▶ **About this exercise**: When you repeat the listing, keep every character as it is.
═════ Listed entries ═════
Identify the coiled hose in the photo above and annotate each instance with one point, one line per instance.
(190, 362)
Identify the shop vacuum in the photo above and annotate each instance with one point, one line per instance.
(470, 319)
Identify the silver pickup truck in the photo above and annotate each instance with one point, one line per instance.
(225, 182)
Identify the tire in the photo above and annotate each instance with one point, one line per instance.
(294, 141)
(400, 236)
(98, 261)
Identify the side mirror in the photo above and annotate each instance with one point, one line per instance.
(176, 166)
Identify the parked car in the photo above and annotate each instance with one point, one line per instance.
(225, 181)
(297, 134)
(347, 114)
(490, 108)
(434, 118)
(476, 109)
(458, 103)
═════
▶ **Response for this exercise**:
Identify the coiled hose in the photo above and annotate each instance with one point, one line per instance.
(190, 362)
Identify the shop vacuum in the photo above and annotate each instance with one point, one line per instance.
(470, 319)
Identify the silver pickup truck in the photo above and annotate each instance with one point, one line per instance.
(225, 182)
Identify the tire in the photo above and annotate each instance with one point, one line per instance.
(294, 141)
(400, 236)
(98, 261)
Identify the side mirror in the photo above and annotate each instance with one point, one line per instance.
(176, 166)
Identify the parked car in the photo above and annotate each instance with one point, one line per instance.
(225, 181)
(297, 134)
(347, 114)
(490, 108)
(434, 118)
(476, 109)
(458, 103)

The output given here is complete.